— begin EXERCISE MATERIAL —

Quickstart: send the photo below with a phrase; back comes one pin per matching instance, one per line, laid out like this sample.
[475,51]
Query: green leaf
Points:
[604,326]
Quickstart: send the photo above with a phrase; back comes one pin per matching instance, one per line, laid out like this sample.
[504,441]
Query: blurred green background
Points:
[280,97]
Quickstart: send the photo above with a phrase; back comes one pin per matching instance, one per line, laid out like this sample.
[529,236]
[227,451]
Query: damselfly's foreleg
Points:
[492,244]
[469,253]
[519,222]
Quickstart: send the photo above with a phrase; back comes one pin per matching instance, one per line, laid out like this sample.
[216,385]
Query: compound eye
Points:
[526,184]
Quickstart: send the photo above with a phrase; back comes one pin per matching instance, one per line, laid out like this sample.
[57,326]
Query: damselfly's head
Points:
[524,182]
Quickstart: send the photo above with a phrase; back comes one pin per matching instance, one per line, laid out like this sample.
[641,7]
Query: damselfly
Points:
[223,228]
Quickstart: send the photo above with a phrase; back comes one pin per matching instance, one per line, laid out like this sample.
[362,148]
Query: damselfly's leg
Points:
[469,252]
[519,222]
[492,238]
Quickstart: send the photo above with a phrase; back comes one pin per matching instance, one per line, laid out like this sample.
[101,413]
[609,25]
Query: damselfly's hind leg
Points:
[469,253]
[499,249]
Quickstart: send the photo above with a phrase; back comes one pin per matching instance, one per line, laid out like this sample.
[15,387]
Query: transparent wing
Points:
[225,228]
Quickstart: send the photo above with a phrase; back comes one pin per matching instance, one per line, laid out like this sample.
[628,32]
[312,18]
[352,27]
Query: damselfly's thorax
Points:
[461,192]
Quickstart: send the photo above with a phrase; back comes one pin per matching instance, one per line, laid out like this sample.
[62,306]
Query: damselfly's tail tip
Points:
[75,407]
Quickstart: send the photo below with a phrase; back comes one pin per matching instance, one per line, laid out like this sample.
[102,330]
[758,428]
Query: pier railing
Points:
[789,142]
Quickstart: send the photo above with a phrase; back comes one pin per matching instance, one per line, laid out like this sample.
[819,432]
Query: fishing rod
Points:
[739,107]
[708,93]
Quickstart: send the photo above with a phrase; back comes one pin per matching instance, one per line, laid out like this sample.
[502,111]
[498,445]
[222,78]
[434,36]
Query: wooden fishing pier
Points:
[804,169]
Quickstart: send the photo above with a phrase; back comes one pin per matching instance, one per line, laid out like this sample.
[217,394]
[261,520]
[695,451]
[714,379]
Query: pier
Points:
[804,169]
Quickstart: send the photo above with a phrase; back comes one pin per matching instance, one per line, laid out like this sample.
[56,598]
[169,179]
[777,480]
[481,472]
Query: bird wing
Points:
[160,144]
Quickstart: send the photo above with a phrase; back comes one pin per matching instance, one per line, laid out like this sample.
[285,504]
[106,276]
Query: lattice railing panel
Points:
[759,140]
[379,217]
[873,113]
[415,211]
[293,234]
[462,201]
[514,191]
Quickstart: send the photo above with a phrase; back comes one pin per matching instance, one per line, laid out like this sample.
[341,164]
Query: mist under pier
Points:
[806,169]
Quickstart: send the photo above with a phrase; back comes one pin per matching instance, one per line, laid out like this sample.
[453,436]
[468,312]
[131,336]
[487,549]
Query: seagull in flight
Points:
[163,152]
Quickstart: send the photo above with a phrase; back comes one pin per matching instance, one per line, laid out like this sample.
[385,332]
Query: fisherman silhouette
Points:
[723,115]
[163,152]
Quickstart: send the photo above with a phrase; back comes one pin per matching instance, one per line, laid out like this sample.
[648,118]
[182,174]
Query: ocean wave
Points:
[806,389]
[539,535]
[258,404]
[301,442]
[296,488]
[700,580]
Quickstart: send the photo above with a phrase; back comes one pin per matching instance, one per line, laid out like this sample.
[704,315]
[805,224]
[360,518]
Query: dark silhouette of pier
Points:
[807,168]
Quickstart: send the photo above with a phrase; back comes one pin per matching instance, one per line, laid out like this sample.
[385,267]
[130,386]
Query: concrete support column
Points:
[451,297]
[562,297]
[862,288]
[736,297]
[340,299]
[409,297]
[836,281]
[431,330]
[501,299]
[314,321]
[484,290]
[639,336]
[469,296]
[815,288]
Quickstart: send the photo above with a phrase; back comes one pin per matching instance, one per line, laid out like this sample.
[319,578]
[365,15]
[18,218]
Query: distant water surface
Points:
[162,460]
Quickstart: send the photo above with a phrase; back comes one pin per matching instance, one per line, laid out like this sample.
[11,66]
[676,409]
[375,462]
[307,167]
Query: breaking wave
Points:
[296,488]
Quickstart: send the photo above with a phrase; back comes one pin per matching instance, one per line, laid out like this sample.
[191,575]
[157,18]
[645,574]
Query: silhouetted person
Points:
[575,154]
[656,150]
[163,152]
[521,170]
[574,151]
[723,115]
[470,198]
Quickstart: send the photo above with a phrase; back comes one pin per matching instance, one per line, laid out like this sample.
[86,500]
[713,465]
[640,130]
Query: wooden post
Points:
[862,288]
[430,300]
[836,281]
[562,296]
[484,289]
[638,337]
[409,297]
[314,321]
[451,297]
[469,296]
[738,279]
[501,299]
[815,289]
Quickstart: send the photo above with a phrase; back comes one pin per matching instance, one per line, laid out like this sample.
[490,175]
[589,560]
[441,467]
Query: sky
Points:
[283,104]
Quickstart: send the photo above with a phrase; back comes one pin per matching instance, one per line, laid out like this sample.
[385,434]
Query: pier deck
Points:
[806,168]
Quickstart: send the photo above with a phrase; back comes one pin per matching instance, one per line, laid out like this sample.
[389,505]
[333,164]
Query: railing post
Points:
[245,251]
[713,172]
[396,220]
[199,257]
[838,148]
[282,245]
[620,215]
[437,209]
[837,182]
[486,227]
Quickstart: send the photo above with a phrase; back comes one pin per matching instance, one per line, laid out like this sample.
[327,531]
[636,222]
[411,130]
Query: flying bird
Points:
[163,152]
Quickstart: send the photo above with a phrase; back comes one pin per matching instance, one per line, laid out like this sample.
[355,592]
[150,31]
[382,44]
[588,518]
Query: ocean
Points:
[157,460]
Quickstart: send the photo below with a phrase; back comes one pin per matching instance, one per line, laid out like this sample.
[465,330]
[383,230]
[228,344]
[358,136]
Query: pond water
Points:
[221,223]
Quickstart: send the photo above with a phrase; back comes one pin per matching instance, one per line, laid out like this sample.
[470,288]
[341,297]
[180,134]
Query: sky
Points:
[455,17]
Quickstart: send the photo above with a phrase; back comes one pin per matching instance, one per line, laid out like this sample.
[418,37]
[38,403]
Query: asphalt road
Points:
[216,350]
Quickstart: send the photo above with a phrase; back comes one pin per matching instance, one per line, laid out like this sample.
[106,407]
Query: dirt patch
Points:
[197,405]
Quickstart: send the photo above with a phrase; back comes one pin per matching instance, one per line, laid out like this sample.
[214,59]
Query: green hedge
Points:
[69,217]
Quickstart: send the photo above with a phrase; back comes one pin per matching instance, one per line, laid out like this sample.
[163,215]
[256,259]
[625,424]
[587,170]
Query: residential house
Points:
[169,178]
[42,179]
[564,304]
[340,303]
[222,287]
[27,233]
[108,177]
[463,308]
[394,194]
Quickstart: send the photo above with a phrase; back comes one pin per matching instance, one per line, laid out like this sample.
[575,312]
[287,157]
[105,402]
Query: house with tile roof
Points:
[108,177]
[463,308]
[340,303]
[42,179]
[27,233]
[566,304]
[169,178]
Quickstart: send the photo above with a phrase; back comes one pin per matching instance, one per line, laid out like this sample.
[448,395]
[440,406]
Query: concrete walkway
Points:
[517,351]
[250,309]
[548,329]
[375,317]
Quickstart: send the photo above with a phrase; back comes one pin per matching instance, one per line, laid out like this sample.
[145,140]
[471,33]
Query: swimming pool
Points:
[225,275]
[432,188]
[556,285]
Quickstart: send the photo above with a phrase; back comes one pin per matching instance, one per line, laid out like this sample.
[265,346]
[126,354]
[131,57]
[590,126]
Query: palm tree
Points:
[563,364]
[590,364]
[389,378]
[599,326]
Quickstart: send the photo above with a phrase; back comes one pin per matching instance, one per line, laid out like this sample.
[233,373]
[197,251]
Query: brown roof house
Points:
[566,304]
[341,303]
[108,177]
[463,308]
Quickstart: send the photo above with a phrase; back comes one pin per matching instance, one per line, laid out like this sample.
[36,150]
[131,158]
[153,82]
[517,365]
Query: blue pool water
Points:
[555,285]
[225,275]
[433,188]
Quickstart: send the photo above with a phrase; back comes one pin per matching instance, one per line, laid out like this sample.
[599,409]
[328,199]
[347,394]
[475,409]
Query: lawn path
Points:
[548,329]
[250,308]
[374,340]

— end EXERCISE MATERIAL —
— begin EXERCISE MATERIAL —

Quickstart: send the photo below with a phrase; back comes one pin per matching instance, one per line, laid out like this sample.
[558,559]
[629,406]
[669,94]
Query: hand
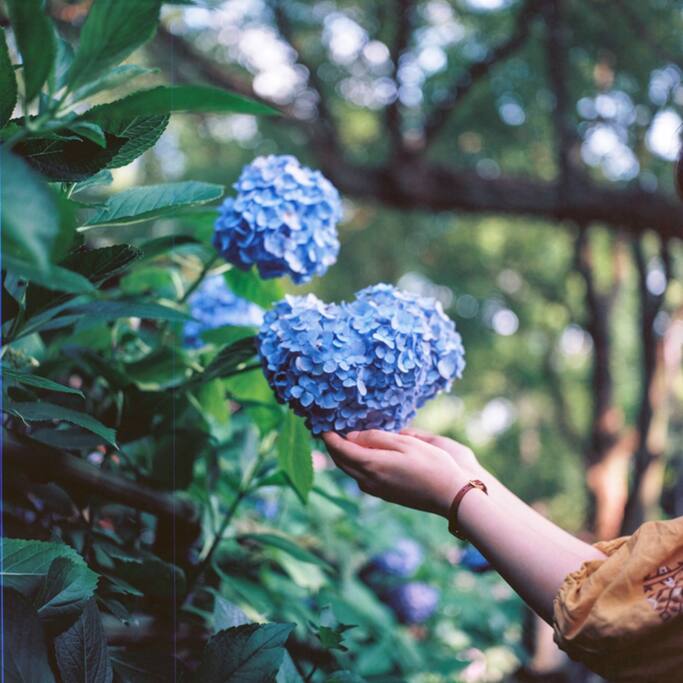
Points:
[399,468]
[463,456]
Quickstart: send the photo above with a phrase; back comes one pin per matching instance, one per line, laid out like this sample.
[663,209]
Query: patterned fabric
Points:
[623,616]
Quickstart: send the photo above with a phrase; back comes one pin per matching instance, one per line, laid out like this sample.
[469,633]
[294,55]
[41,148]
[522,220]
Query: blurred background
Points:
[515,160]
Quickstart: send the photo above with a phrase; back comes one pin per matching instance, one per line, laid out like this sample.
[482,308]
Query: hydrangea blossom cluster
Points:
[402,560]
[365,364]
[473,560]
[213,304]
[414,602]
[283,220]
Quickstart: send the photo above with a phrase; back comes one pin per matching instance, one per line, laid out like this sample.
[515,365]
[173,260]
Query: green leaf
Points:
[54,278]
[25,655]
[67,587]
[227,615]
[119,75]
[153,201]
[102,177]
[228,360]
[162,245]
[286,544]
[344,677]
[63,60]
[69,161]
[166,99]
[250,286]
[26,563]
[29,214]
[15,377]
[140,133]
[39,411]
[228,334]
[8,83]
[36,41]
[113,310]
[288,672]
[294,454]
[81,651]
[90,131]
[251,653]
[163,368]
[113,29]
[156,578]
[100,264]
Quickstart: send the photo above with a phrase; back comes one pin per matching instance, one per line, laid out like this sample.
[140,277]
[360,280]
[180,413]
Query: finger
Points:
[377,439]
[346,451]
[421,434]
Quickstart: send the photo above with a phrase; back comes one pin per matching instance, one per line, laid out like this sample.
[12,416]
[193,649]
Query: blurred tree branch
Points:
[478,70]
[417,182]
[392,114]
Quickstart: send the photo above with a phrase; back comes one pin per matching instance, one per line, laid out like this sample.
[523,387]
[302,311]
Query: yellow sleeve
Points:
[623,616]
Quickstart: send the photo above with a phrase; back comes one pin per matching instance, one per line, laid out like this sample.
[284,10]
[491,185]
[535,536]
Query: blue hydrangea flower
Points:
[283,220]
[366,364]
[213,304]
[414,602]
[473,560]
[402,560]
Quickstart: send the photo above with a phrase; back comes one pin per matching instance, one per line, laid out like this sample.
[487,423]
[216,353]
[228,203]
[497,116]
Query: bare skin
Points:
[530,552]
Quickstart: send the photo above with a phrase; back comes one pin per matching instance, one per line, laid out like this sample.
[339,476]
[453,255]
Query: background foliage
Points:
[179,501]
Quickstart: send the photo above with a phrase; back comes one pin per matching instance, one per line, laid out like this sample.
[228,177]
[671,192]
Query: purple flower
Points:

— end EXERCISE MATERIAL —

--- TASK ---
Identify every line in the records above that contains the string "wooden", and copy each such line. Case counts.

--- THE RESULT ---
Query: wooden fishing pier
Query: wooden post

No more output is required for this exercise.